---- Materials provided

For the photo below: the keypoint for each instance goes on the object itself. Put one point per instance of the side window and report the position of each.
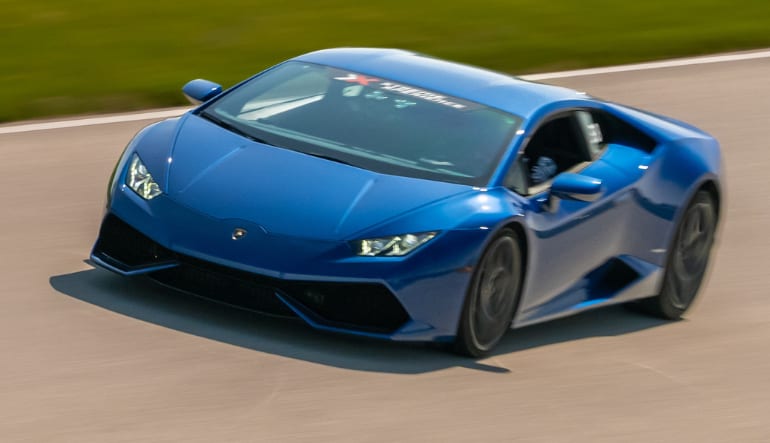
(592, 134)
(617, 131)
(558, 145)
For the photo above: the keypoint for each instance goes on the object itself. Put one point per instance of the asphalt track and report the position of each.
(89, 356)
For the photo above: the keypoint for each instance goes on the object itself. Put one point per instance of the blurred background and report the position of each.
(88, 56)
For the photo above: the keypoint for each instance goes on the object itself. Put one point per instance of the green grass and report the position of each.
(84, 56)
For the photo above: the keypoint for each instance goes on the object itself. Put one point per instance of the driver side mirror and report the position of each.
(570, 186)
(199, 90)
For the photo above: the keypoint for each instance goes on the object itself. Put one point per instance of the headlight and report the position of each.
(140, 180)
(396, 245)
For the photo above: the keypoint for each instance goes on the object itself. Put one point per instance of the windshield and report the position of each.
(368, 122)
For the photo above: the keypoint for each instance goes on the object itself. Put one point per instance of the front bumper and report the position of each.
(413, 298)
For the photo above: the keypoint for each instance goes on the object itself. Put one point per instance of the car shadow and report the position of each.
(144, 300)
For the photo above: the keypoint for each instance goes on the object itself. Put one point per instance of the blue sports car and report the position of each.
(387, 194)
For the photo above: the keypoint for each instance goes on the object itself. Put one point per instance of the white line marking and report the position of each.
(651, 65)
(120, 118)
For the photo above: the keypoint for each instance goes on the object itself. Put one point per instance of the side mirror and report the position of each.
(199, 90)
(569, 186)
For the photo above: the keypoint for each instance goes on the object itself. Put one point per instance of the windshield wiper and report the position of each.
(231, 127)
(328, 157)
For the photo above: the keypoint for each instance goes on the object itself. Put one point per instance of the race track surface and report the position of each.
(90, 356)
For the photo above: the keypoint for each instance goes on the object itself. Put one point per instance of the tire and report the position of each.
(687, 261)
(492, 296)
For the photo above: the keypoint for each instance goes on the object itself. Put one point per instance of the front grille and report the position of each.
(224, 285)
(127, 248)
(358, 306)
(361, 306)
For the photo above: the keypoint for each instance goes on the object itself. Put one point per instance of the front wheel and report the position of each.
(687, 261)
(492, 296)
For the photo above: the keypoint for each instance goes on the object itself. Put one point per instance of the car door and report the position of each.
(574, 236)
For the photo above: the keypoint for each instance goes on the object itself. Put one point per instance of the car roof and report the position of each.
(490, 88)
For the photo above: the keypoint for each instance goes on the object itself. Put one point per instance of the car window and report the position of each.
(369, 122)
(556, 146)
(592, 134)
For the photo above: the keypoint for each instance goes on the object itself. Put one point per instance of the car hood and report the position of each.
(226, 176)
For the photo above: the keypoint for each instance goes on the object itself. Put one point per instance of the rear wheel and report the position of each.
(492, 296)
(687, 261)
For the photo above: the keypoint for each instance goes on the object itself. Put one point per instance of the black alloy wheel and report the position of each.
(492, 296)
(688, 259)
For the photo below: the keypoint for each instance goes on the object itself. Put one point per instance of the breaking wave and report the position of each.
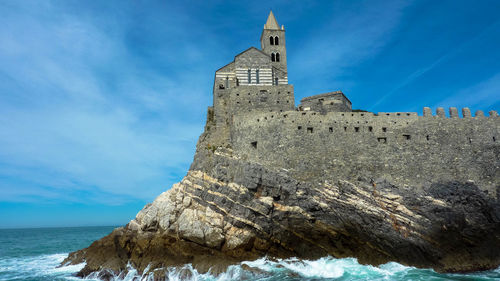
(45, 268)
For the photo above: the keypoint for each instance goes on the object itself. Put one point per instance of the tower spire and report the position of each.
(271, 22)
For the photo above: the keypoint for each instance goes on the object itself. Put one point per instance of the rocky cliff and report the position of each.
(228, 209)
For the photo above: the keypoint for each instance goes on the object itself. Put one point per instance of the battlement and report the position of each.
(418, 149)
(453, 111)
(328, 102)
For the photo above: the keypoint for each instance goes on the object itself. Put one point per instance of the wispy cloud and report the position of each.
(484, 95)
(354, 34)
(82, 114)
(422, 71)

--------

> _Task requirements_
Your answer should be every line above, written out exactly, with no pictures.

> _Expected answer_
For the photo below: the keypoint for each instance goes on the object itself. Put one point per instance of the side window and report the position of each.
(592, 134)
(617, 131)
(558, 145)
For the photo above: the keypoint for each instance goes on the object itself. Put one point per instance of the asphalt track and report the position of each.
(89, 356)
For the photo above: the keypoint for each instance goes on the object itself. Put one point per instance of the blurred background and report the position of each.
(88, 56)
For the photo above: the keypoint for each instance goes on the object itself. Put one point per instance of the green grass and report the position of each.
(84, 56)
For the photo above: the keypoint for each instance goes on the object itself. Put one point per instance of the driver side mirror and report the position of each.
(570, 186)
(199, 90)
For the photo above: the keypoint for each instance goes on the object itself. Put one point per instance of the headlight and report the position of each.
(140, 180)
(396, 245)
For the photo above: the keypoint for each instance goes on the object itself. Put one point per instance of the windshield and report the position of each.
(368, 122)
For the photo above: the keypoint for each instance goes on the object itself. Put one point per instance of the front bumper and report the position of each.
(413, 298)
For the photo above: the keypoint for each instance goes on the object itself. Put one point per instance of the car shadow and report the position of each.
(144, 300)
For the photo above: the keypoint for each instance goes on the object itself. Put one point per instance of the blue sports car and report the position of each.
(387, 194)
For the photo above: the keypoint for each instance goes on the object itself. Put one point per instance of the white line marking and report the position of each.
(651, 65)
(120, 118)
For the photo above: the keypoint for each instance goes on the object itself. Put one point per instance of the side mirror and report the position of each.
(199, 90)
(569, 186)
For the photo above: the keypoint for each instance goes on the object itself. Put one point per instance of the windshield wiper and report the position of each.
(231, 127)
(328, 157)
For the photo above: the keypoint for each instance goes on the object itself. Put one point per instance of the race track surface and report the position of each.
(90, 356)
For the photo above: the keypoint for each instance goes on the object itself. Put one point per instance of the tire and report the position of each.
(687, 261)
(492, 296)
For the photo above: the keypoint for each instance goes on the object itself. Put one point per instance of the front grille and report the position of each.
(224, 285)
(127, 248)
(358, 306)
(361, 306)
For the photo above: the keypoint for each instance goes on the object itself. Put one point per instance of the front wheel and report the position of each.
(687, 261)
(492, 296)
For the photo above: the keypoint for each instance goes on the object itself. Put one point per instance of the car door and report the position of each.
(574, 236)
For the photo above: the keypoint for each instance goes on the object itself. Put one point per instance of the car roof and report the position of each.
(490, 88)
For the photo above: the keypoint for each instance goes on the object itself. Put one point per instance of the car window and report the position of each.
(369, 122)
(556, 146)
(592, 134)
For the photo above: the keypoint for each instance goes on the object itself. Put one point per instance of the car hood and report the position of each.
(226, 176)
For the photo above: the keypoint for each instance goes on the object itself. Put one point per instance of the rear wheel and report the position of each.
(492, 296)
(687, 261)
For the photo above: the keypoint for each instance goes on the object itself. Put one point per instance of the black alloy wheel and report the position of each.
(492, 296)
(688, 259)
For the photo below: the keypoint for each instance goes on the object itself. Put one point per instance of the breaking wave and report the position of each.
(45, 268)
For the photo above: the keypoint for each instance goes on the object itself. Put one point per instance of the tower spire and report the position of each.
(271, 22)
For the photo above: the keypoint for each instance goes on the object itself. Put one point per instance of the rocky cliff and report the position of each.
(228, 209)
For the photo above: the keypoint for each instance goes on the object itself. Put one point per instance of the battlement and report the position of each.
(418, 149)
(453, 111)
(328, 102)
For the photo above: the keypoint for each instance goes on the object itself. Put one point per instance of the wispy cloud and report the position of each.
(484, 95)
(354, 34)
(82, 114)
(422, 71)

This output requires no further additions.